* start DATASET EXCERPTS *

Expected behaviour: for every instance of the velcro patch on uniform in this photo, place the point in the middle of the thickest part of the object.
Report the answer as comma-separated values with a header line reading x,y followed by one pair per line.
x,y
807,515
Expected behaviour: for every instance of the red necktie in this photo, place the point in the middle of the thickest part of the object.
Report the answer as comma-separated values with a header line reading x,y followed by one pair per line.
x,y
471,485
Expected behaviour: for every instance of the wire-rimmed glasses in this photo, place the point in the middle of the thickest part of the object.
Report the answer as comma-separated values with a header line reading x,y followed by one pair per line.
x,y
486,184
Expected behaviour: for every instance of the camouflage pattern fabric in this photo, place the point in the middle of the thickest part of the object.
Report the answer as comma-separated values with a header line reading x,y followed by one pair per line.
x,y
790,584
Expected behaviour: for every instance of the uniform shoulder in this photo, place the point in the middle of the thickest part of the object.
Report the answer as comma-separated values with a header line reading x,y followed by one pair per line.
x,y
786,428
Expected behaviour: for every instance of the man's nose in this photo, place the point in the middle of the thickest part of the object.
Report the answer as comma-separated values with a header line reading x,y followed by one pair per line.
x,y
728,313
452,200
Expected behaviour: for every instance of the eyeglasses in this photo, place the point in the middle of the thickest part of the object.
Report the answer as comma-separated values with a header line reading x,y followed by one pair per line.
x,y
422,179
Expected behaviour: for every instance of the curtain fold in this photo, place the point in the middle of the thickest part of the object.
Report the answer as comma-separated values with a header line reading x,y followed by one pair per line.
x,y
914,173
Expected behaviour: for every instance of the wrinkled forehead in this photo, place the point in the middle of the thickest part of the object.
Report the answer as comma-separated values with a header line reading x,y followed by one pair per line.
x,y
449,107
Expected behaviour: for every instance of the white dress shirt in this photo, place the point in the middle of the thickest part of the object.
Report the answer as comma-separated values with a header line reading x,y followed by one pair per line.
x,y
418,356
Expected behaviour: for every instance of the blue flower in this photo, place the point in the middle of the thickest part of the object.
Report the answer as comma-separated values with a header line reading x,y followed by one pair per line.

* end DATASET EXCERPTS *

WRITTEN INSTRUCTION: Exactly reproduce all of the entries above.

ANSWER FOR THIS EXERCISE:
Expected behaviour: for every instance of the velcro patch on uniform in this photo, place the point in the middle of the thickest part of the object.
Report the answer as comma-separated values with a header line reading x,y followed by one pair per line.
x,y
807,515
Expected behaviour: for every instance of the red necktie in this photo, place the point in the middle of the thickest part of the object.
Report the answer as comma-separated values with a header line reading x,y followed by one pair per line.
x,y
471,485
Expected behaviour: for every instance of the wire-rimmed glasses in this photo, place the point in the middle of the thickest part of the object.
Report the answer as comma-separated values with a header line reading x,y followed by one pair per line.
x,y
486,184
Expected behaviour: for every instance of the camouflage pattern fabric in this photo, place the point in the middle of the thickest part of the object.
Report the answer as comma-separated values with a header line reading x,y followed by one pair per line.
x,y
790,584
Expected behaviour: for every instance of the uniform shoulder in this photo, place the point in the middle of the thickest part of the object.
Report the answer as comma-separated values with a header line reading x,y followed by one pair per line.
x,y
786,428
Expected behaviour: for every instance of the man's nose in this photo, place the point in the middle of the thickest part of the object.
Report the answer as comma-separated values with a header line reading x,y followed by one pair per line.
x,y
728,313
452,200
Expected behaviour: for every instance of the eyeglasses in this photo, place the point in the middle of the thickest part of the object.
Report the answer as comma-separated values with a header line reading x,y followed by one pair per line.
x,y
422,179
Expected behaviour: for every instance of the curtain fold in this photo, place the point in the middle of the thickest part of the object.
Report the answer as comma-separated values with a header line reading x,y followed by one pair per line.
x,y
914,173
Expected behaviour: for every instance of the wrinkled forehead in this photo, place the point in the middle of the thickest part of the object.
Report the answer as comma-separated values with a header line reading x,y followed by one pair per line.
x,y
449,107
Expected behaviour: for every instance of the white dress shirt in this photo, place the point in the middle of the thickest part of the object.
Report the answer as comma-separated values with a header line reading x,y followed by one pair per line.
x,y
418,356
Expected behaviour: for every instance of the blue flower in this photo, place the point in the middle of the thickest part of the object.
Report the answer as comma-separated values with a header line reading x,y followed by one pair per line.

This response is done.